● Instructions for the task: Pick out each line in the material below that contains the word "this" and copy it.

───── Data to process ─────

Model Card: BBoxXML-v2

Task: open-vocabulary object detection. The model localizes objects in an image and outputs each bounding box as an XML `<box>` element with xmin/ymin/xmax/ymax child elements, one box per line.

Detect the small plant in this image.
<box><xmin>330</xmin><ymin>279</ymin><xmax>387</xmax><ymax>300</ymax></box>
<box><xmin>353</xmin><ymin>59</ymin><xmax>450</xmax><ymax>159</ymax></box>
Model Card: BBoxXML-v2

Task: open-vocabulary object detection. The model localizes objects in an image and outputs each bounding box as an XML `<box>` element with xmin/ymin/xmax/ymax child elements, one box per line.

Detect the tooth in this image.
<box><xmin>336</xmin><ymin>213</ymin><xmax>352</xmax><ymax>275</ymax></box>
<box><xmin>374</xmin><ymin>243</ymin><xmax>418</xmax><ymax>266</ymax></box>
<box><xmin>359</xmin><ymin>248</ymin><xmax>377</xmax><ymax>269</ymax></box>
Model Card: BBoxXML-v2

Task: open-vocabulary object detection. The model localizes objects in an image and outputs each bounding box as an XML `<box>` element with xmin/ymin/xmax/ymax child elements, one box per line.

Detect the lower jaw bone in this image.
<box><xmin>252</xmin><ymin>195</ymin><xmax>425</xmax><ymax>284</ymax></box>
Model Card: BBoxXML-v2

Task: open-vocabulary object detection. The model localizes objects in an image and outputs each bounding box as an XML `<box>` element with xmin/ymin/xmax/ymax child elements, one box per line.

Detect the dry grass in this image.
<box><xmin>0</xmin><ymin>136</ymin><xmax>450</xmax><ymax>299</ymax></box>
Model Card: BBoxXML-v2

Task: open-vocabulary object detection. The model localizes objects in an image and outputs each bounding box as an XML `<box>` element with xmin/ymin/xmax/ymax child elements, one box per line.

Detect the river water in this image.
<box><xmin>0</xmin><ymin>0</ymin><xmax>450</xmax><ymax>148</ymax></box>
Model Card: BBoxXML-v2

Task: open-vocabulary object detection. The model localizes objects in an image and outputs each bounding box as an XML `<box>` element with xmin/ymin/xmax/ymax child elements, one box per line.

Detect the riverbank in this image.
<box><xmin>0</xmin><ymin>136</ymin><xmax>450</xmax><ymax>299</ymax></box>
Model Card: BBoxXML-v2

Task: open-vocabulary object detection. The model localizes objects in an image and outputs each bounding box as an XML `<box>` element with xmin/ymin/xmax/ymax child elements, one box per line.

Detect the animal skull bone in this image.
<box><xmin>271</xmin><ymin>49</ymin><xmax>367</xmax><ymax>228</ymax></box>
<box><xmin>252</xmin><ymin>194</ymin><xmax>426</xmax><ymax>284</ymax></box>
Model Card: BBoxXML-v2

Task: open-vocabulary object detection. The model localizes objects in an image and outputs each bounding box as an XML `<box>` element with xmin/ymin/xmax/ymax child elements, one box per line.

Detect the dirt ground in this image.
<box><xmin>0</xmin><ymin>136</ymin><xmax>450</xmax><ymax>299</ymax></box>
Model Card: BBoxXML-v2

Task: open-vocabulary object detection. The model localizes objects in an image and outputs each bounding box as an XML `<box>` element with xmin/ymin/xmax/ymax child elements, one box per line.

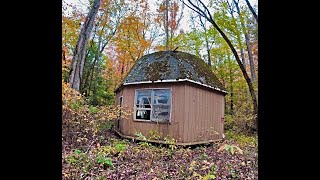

─────

● Task response:
Detect the small plant in this image.
Detect the tooth in this image.
Detect the lower jaw bone in this image.
Detect the dry grass in this image.
Detect the river water in this image.
Detect the riverbank in this image.
Detect the animal skull bone in this image.
Detect the dirt ground in this image.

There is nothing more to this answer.